» EXERCISE DESCRIPTION
Give the entries again exactly, every one of them.

·····

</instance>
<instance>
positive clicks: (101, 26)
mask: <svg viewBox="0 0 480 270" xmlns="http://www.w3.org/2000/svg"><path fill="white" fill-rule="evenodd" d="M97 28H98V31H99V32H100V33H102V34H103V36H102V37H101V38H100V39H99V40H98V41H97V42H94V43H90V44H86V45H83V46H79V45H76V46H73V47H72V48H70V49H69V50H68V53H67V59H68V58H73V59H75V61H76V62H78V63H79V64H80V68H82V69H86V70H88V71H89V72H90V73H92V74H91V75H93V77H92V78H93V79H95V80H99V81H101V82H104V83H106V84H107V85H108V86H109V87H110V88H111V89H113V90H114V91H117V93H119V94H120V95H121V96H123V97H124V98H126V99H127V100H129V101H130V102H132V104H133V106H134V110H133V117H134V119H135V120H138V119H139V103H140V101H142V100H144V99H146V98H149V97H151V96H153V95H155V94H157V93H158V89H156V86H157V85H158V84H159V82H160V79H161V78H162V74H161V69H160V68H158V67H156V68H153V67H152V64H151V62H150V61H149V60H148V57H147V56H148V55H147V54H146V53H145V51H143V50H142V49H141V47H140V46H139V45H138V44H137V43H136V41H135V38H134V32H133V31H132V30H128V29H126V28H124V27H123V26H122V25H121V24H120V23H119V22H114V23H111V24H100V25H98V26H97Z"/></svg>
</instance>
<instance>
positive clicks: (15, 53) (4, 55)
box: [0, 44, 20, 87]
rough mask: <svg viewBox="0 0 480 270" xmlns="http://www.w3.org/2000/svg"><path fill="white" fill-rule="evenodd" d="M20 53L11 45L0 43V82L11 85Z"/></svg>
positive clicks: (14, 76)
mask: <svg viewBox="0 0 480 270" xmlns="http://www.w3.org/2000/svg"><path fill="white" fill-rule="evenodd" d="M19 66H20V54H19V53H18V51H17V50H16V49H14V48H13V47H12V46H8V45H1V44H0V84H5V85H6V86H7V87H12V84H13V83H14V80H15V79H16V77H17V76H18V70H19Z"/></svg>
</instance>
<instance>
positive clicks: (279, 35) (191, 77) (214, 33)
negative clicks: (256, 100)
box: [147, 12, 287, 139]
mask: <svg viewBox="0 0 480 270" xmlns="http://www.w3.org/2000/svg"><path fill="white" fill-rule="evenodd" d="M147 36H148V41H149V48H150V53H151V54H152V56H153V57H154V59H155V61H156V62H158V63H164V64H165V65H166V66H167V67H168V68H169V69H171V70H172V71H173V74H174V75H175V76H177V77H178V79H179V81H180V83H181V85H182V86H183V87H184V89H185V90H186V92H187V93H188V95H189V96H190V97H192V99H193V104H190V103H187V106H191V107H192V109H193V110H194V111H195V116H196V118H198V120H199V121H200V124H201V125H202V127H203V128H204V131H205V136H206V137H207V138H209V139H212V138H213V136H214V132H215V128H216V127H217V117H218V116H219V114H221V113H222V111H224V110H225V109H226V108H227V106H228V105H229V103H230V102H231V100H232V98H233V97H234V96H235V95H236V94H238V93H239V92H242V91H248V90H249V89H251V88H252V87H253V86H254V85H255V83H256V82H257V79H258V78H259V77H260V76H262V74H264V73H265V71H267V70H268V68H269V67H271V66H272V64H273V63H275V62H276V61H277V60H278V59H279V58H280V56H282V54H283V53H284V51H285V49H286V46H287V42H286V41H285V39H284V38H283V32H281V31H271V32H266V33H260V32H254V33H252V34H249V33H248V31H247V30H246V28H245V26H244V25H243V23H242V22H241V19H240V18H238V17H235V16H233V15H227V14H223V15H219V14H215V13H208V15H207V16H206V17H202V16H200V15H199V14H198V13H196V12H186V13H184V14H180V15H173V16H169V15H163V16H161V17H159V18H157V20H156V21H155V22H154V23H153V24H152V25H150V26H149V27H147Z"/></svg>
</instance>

·····

» REPLY TO THE EXERCISE
</instance>
<instance>
positive clicks: (101, 26)
mask: <svg viewBox="0 0 480 270" xmlns="http://www.w3.org/2000/svg"><path fill="white" fill-rule="evenodd" d="M97 28H98V31H99V32H100V33H102V34H103V36H102V37H101V38H100V39H99V40H98V41H97V42H94V43H90V44H86V45H83V46H79V45H76V46H73V47H72V48H70V49H69V50H68V53H67V59H68V58H73V59H75V61H76V62H78V63H79V64H80V68H82V69H86V70H88V71H89V72H90V73H92V74H91V75H93V77H92V78H93V79H95V80H99V81H101V82H104V83H106V84H107V85H108V86H109V87H110V88H111V89H113V90H114V91H117V93H119V94H120V95H121V96H123V97H124V98H126V99H127V100H129V101H130V102H132V104H133V106H134V110H133V117H134V119H135V120H138V119H139V103H140V101H142V100H144V99H146V98H149V97H151V96H153V95H155V94H157V93H158V89H156V86H157V85H158V84H159V82H160V79H161V78H162V74H161V69H160V68H158V67H156V68H153V67H152V64H151V62H150V61H149V60H148V57H147V56H148V55H147V54H146V53H145V51H143V50H142V49H141V47H140V46H139V45H138V44H137V43H136V41H135V38H134V32H133V31H132V30H128V29H126V28H124V27H123V26H122V25H121V24H120V23H119V22H114V23H111V24H100V25H98V26H97Z"/></svg>
</instance>
<instance>
positive clicks: (15, 53) (4, 55)
box: [0, 44, 20, 87]
rough mask: <svg viewBox="0 0 480 270" xmlns="http://www.w3.org/2000/svg"><path fill="white" fill-rule="evenodd" d="M20 53L11 45L0 43V82L11 85Z"/></svg>
positive clicks: (14, 76)
mask: <svg viewBox="0 0 480 270" xmlns="http://www.w3.org/2000/svg"><path fill="white" fill-rule="evenodd" d="M19 66H20V54H19V53H18V51H17V50H16V49H14V48H13V47H12V46H8V45H1V44H0V84H5V85H6V86H7V87H12V84H13V83H14V80H15V79H16V77H17V76H18V70H19Z"/></svg>
</instance>
<instance>
positive clicks: (279, 35) (191, 77) (214, 33)
negative clicks: (256, 100)
box: [147, 12, 287, 139]
mask: <svg viewBox="0 0 480 270" xmlns="http://www.w3.org/2000/svg"><path fill="white" fill-rule="evenodd" d="M147 36H148V41H149V48H150V53H151V54H152V56H153V57H154V59H155V61H156V62H158V63H164V64H165V65H166V66H167V67H168V68H169V69H171V70H172V71H173V74H174V75H175V76H177V77H178V79H179V81H180V83H181V85H182V86H183V87H184V89H185V90H186V92H187V93H188V95H189V96H190V97H192V99H193V104H190V103H187V106H191V107H192V109H193V110H194V111H195V116H196V118H198V120H199V121H200V124H201V125H202V127H203V128H204V131H205V136H206V137H207V138H209V139H212V138H213V136H214V132H215V128H216V127H217V117H218V116H219V114H221V113H222V111H224V110H225V109H226V108H227V106H228V105H229V103H230V102H231V100H232V98H233V97H234V96H235V95H236V94H238V93H239V92H242V91H248V90H249V89H251V88H252V87H253V86H254V85H255V83H256V82H257V79H258V78H259V77H260V76H262V74H264V73H265V71H267V70H268V68H269V67H271V66H272V64H273V63H275V62H276V61H277V60H278V59H279V58H280V56H282V54H283V53H284V51H285V49H286V46H287V42H286V41H285V39H284V38H283V32H281V31H271V32H266V33H260V32H254V33H252V34H249V33H248V31H247V30H246V28H245V26H244V25H243V23H242V22H241V19H240V18H238V17H235V16H233V15H227V14H223V15H219V14H215V13H208V15H207V16H206V17H202V16H200V15H199V14H198V13H196V12H186V13H184V14H180V15H173V16H169V15H163V16H161V17H159V18H157V20H156V21H155V22H154V23H153V24H152V25H150V26H149V27H147Z"/></svg>
</instance>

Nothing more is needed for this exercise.